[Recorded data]
####
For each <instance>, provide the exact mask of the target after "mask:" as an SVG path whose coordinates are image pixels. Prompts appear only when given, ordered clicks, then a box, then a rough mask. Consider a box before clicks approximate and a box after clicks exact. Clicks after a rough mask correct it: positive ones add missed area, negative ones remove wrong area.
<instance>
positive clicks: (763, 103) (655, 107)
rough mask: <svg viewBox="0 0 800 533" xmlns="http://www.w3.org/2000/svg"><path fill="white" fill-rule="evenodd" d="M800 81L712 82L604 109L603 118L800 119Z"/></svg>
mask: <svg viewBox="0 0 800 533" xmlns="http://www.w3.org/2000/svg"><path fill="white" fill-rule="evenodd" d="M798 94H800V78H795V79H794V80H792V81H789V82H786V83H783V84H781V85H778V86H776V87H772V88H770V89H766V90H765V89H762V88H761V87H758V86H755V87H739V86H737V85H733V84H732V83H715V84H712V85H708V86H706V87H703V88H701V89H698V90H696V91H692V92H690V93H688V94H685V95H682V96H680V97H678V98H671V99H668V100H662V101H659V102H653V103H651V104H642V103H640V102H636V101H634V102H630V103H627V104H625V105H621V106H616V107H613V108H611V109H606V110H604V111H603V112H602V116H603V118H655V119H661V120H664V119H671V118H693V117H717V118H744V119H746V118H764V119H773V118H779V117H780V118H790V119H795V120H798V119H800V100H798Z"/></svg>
####
Exercise — Copy the records above faithfully. Begin at their first line, end at the line containing "positive clicks: (763, 103) (655, 107)", and include nothing else.

Problem solution —
For each <instance>, provide the exact mask of the target after "mask:" as an SVG path whose coordinates are image pixels. Prompts appear only when given, ordered clicks, then a box, then a rough mask. Consider a box before clicks approximate and a box after clicks exact. Clicks after a rough mask correct it: positive ones add missed area, negative ones remove wrong area.
<instance>
positive clicks: (763, 103) (655, 107)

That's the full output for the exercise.